(Filas proporcionadas):

------------------------

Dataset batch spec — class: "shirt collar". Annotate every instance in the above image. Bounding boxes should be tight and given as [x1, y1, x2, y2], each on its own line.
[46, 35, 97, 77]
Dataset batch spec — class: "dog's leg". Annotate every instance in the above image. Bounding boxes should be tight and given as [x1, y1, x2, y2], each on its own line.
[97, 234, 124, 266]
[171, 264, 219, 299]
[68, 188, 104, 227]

------------------------

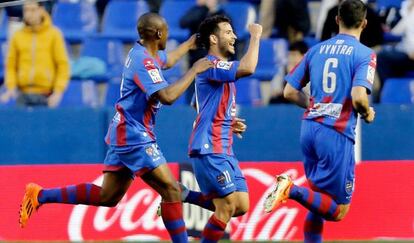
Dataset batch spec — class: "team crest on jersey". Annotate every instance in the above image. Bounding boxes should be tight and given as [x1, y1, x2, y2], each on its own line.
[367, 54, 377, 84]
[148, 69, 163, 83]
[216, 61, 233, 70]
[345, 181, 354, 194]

------------------------

(Lo que se pide): Identifica todas las filas de arriba que contienen la palabra "shirt" y cópialas completas.

(Solución):
Dataset batch spec — class: "shirt collar". Annotate every instance in the above image. Bounding boxes should be tight and given as [x1, y1, x2, y2], each on its own line.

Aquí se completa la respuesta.